Ein Mann aber sagt mir, es sei so gut, mit zwei Landsleuten zusammen zu wohnen, da wäre er nicht alleine, wenn es ihm schlecht geht. Er hat gerade seine Mutter verloren, die in Kabul gestorben ist. Er sucht nach Trost und Ablenkung, braucht eigentlich immer warmes Essen, das ich dann schnell bereitstelle, und jemanden, der zuhört. Dafür ist er allerdings ständig unterwegs und besucht seine Freunde, eben gerade auch deutsche Unterstützende, Arbeitskolleg:innen…

Was sich in der verlorenen alten Heimat Afghanistan abspielt, ist so schrecklich und macht so hilflos, dass einige mit viel Kraft versuchen, es zu verdrängen. Aber andere hängen doch täglich im Internet und führen quasi ein Doppelleben, mit den Gefühlen und Gedanken oft dort, wo hilflose Verwandte leben. "Meine Konzentration ist zur Zeit ganz schlecht, ich kann mir nicht mehr merken, was ich gerade gesagt oder getan habe…" - das sind fatale Auswirkungen, auch am Arbeitsplatz. Ich erkenne die Gefühlslage auch an dem zeitweise wieder sehr viel schlechter gesprochenen Deutsch, das mir Mühe macht.

Ich bewundere und unterstütze es umso mehr, wenn sich einer von ihnen in seiner Urlaubswoche vornimmt, einen anderen zu einer selbstorganisierten Städtetour mitzunehmen. "Wir waren in Frankfurt und in Köln, ja da gibt es viele afghanische Restaurants und Leute, wir konnten mal wieder unser Essen schmecken und reden. Und die Städte sind so schön…" - fachmännische Blicke auf Hochhäuser von einem Stuckateur.

Und damit verbunden ist der Wille zum Wurzelschlagen in der neuen Heimat, die Akzeptanz der Tatsache, dass man nicht mehr zurückkann und das auch nicht will. Letztlich also die Eltern nicht mehr sehen wird, bevor sie sterben werden. Das Geburtsland nicht mehr betreten wird.

"Katrin, hilf mir bitte, ich möchte einen dauerhaften Aufenthalt beantragen. Und ich möchte einen Reisepass haben, damit ich reisen kann, Europa sehen kann." Das sind wichtige Schritte im neuen Leben, in einer neuen Realität. Eine lange Traumatherapie hat bewirkt, dass sich dieser junge Mann mit seinem Leben neu auseinandergesetzt hat und es, zumindest derzeit, akzeptiert, wie es ist.

Und er macht Pläne, wie er beruflich weitergehen könnte, was nicht einfach wird. Darüber reden wir gemeinsam und suchen nach Möglichkeiten. Und er beginnt zu sortieren, was er inzwischen erreicht hat und nicht mehr aufgeben möchte, auch nicht für eine Ausbildung, in der er viel weniger verdienen würde und sich seinen derzeitigen Lebensstandard nicht mehr leisten könnte. Auch die Unterstützung von Angehörigen wäre dann nicht mehr finanzierbar. Da tun sich natürlich nun Zwickmühlen auf, die auch nicht leicht auszuhalten sind. Wir werden sehen, wieviel Zeit, Mühe und Verzicht er aufwenden will, um sich fortzubilden für eine bessere Absicherung im Berufsleben und ob er sich frei machen kann von den Erwartungen der Familie.
········
ZIELE:
- 1) Beantworte die folgenden Fragen zum Textauszug über afghanische Geflüchtete.
(a) In welcher Stadt ist die Mutter des Mannes gestorben, der gern mit zwei Landsleuten zusammenwohnt?
(b) Welche beiden Städte wurden bei der selbstorganisierten Städtetour besucht?
(c) Was hat bewirkt, dass sich der junge Mann mit seinem Leben neu auseinandergesetzt hat?
- 2) Gib aus dem Textauszug über afghanische Geflüchtete den Abschnitt wortgetreu wieder, der mit den Worten „Ich bewundere und“ beginnt und mit „von einem Stuckateur.“ endet.
- 3) Führe den Textauszug über afghanische Geflüchtete an der Stelle fort, an der er aufhört.
········
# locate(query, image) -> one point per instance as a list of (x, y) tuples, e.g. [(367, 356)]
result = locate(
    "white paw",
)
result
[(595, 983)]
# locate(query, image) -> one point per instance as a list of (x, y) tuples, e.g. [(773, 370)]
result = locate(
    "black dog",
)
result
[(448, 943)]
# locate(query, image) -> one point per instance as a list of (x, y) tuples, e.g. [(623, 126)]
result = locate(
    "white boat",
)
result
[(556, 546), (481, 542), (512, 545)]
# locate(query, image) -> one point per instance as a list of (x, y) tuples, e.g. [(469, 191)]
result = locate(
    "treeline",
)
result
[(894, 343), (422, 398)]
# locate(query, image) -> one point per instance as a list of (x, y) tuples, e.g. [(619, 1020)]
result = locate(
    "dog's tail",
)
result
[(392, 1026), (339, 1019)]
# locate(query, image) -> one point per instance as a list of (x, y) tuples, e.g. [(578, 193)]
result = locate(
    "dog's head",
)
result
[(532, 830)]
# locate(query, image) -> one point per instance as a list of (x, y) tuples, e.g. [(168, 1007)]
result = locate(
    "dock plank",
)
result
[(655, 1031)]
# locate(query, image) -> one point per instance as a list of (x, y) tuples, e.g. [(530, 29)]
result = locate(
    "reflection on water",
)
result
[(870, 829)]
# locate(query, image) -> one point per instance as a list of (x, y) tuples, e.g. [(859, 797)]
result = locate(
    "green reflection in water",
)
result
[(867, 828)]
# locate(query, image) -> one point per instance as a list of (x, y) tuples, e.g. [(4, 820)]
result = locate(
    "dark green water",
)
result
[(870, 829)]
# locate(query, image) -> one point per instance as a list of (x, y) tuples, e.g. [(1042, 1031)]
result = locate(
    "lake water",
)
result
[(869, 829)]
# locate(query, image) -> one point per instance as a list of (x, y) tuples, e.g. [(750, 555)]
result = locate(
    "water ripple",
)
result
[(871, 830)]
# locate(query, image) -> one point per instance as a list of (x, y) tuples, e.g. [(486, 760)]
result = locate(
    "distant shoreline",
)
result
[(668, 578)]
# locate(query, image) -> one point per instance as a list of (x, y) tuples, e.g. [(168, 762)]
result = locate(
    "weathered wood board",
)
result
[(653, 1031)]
········
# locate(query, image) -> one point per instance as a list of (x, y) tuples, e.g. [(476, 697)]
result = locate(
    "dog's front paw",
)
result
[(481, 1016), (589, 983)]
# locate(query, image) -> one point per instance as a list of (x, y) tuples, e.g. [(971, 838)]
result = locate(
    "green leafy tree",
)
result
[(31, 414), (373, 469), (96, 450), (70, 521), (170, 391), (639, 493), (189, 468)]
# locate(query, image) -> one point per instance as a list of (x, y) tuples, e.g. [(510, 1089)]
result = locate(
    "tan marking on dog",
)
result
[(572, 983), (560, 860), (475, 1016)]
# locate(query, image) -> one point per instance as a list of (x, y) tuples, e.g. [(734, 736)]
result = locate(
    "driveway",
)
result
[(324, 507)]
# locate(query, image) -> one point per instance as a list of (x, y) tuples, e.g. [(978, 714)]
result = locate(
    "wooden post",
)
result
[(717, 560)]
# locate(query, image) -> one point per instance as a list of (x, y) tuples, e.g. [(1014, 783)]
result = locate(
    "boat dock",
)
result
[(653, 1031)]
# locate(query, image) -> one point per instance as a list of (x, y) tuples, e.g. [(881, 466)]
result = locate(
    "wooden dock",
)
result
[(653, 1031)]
········
LÖSUNGEN:
- 1)
(a) In Kabul.
(b) Frankfurt und Köln.
(c) Eine lange Traumatherapie.

- 2)
Ich bewundere und unterstütze es umso mehr, wenn sich einer von ihnen in seiner Urlaubswoche vornimmt, einen anderen zu einer selbstorganisierten Städtetour mitzunehmen. "Wir waren in Frankfurt und in Köln, ja da gibt es viele afghanische Restaurants und Leute, wir konnten mal wieder unser Essen schmecken und reden. Und die Städte sind so schön…" - fachmännische Blicke auf Hochhäuser von einem Stuckateur.

- 3)
Zu einem meiner Schwerpunkte in den vergangenen Jahren wurden die rechtlichen Angelegenheiten in den Asylverfahren. Und dabei ging es vor allem um Klagen gegen die Ablehnungsbescheide.

Die vorerst letzte Verhandlung von den 17 von uns begleiteten Afghanen fand dieses Jahr statt. Das Urteil nach einer mehr als drei Stunden dauernden Gerichtsverhandlung hat uns völlig überrascht und auch empört. Bei einem afghanischen Mann, bei dem wir sehr sicher waren, dass seine Klage erfolgreich ausgehen würde, wurde vom Richter die Klage in nahezu allen Punkten abgewiesen. Dabei handelt es sich um einen jungen Vater, der zwar getrennt von der Mutter seiner Tochter lebt, der sich aber durchaus um das Kind kümmert. In Deutschland ist das geteilte Sorgerecht getrennt lebender Eltern für ihre Kinder ja eine große Errungenschaft. Der Kontakt zu beiden Eltern ist für ein Kind wichtig. Doch das gilt jetzt hier im Fall des afghanischen Vaters ganz offensichtlich nicht.

Aufgrund der aktuellen Rechtsprechung konnten in den vergangenen Jahren ohnehin nur alleinstehende junge Männer zu einer Rückkehr nach Afghanistan gezwungen werden, wenn unterstellt werden konnte, sie könnten dort für ihre eigene Existenz aufkommen. Unter Corona-Bedingungen waren diese Voraussetzungen noch seltener zu unterstellen. Dieser Richter stellt in seinem Urteil fest, bei einer Rückkehr nach Afghanistan würde der junge Mann seine Tochter nicht mitnehmen, weil die Mutter des Kindes hier eine dauerhafte Aufenthaltsgenehmigung habe. Deshalb sei der Mann in Afghanistan frei von Unterhaltsverpflichtungen und es sei ihm zumutbar, dort als alleinstehender junger Mann für seine Existenz zu sorgen. Mit dieser zynischen Begründung ist es also möglich, einem kleinen Kind seinen Vater zu nehmen, der nach Ansicht deutscher Behörden und Gerichte auch fünftausend Kilometer von ihm entfernt leben kann. Dass es in diesem Fall nicht einmal einen Abschiebeschutz gibt, finden wir absolut empörend und niederschmetternd!

Nach dem Abzug der NATO-Truppen aus Afghanistan hat sich die äußere Situation dort schwer verändert. Sie führt in unseren Augen dazu, dass es erfolgversprechende Gründe für Asylfolgeanträge gibt. Dies können bisher abgelehnte Asylsuchende aufgreifen und ein neues Verfahren anstreben. Auch die wenigen aus unserer Region abgelehnten afghanischen Männer, die nur eine Duldung erhalten hatten, haben dies nun getan. Wir hoffen, dass wenigstens für sie nun ebenfalls eine dauerhafte Aufenthaltserlaubnis erreicht werden kann.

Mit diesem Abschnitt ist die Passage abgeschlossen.